### Kutipan

━━━

Way Kambas Hari ke-1 & 2



Magrib menjelang di Cimahi saat saya dan Kang Agus mempersiapkan patung-patung badak yang akan kami bawa ke Way Kambas. Kang Agus memoles patung-patung badaknya─contoh badaknya lengkap: badak hitam afrika, badak putih afrika, badak india, badak jawa dan badak sumatera─dengan campuran cat hitam dan perunggu sebelum membungkusnya dengan hati-hati dengan kertas koran dan kemudian memasukkannya dalam kotak. “Hati-hati, ini binatang langka,” kelakar saya. Dengan bungkusan dan tas di punggung, kami setengah berlari loncat ke atas angkot. Hp segera berdering. Di ujung sana suara Kang Saleh terdengar tak sabar, menunggu kedatangan kami di pool bus malam. Benar saja ketika satu jam kemudian kami melompat turun dari bus kota, kami harus setengah berlari ke arah pool. Kamilah penumpang terakhir yang ditunggu. Syukurlah akhirnya sampai juga di atas bus. Sisa malam itupun dihabiskan dalam mimpi.

Saat membuka mata keesokkan paginya, bus sudah lama turun dari kapal penyeberangan Merak Bakahueni. Di Metro, Ade dan Gatot mengantar kami ke base camp WCS. Ketika sore menggantung, kami memutuskan masuk ke dalam Taman Nasional Way Kambas. Saya dan beberapa teman memilih duduk di atap kendaraan, seperti biasa. Pemandangan menjadi luas tak terhalang saat mobil kami melaju meninggalkan desa terakhir dan memasuki Plang Ijo, Gerbang Taman Nasional Way Kambas. Gajah-gajah bertebaran di mana-mana di sepanjang perjalanan. Diam membeku dengan berbagai pose. Maklum, namanya juga patung. Gajah memang jadi ikon Lampung.

━━━

### Data yang Ditampilkan
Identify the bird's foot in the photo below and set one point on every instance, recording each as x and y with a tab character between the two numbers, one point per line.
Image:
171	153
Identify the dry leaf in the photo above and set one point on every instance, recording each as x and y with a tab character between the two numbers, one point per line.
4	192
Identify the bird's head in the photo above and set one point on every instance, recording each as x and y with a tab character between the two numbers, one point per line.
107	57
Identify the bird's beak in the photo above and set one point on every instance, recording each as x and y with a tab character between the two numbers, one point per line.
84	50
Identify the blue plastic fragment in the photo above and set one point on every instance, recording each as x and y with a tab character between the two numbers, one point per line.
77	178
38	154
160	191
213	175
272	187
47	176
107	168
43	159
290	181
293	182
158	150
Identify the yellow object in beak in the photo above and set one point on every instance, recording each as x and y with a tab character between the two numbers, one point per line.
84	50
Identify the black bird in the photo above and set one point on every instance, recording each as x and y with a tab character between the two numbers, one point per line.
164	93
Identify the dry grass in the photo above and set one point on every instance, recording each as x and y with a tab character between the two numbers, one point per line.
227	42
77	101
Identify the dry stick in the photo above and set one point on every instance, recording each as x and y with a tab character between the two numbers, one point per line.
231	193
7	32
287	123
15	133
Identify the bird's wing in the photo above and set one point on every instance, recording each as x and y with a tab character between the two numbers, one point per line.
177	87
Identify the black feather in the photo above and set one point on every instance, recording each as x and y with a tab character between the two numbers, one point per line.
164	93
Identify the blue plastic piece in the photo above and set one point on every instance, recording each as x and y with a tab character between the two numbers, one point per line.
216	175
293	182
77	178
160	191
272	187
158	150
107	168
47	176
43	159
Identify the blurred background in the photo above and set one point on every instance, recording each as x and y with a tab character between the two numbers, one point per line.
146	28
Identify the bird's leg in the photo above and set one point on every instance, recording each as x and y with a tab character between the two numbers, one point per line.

━━━

### Tugas yang Dikerjakan
1. Menurut kutipan, dengan campuran cat apa Kang Agus memoles patung-patung badaknya?
2. Tolong sunting bagian daftar yang dimulai dari baris berisi "Identify the black bird" sampai akhir daftar. Ganti "dry" dengan "withered", biarkan sisanya tetap, lalu tuliskan bagian itu saja.

### Jawaban Latihan
1. Campuran cat hitam dan perunggu.

2.
Identify the black bird in the photo above and set one point on every instance, recording each as x and y with a tab character between the two numbers, one point per line.
164	93
Identify the withered grass in the photo above and set one point on every instance, recording each as x and y with a tab character between the two numbers, one point per line.
227	42
77	101
Identify the withered stick in the photo above and set one point on every instance, recording each as x and y with a tab character between the two numbers, one point per line.
231	193
7	32
287	123
15	133
Identify the bird's wing in the photo above and set one point on every instance, recording each as x and y with a tab character between the two numbers, one point per line.
177	87
Identify the black feather in the photo above and set one point on every instance, recording each as x and y with a tab character between the two numbers, one point per line.
164	93
Identify the blue plastic piece in the photo above and set one point on every instance, recording each as x and y with a tab character between the two numbers, one point per line.
216	175
293	182
77	178
160	191
272	187
158	150
107	168
47	176
43	159
Identify the blurred background in the photo above and set one point on every instance, recording each as x and y with a tab character between the two numbers, one point per line.
146	28
Identify the bird's leg in the photo above and set one point on every instance, recording each as x and y with a tab character between the two numbers, one point per line.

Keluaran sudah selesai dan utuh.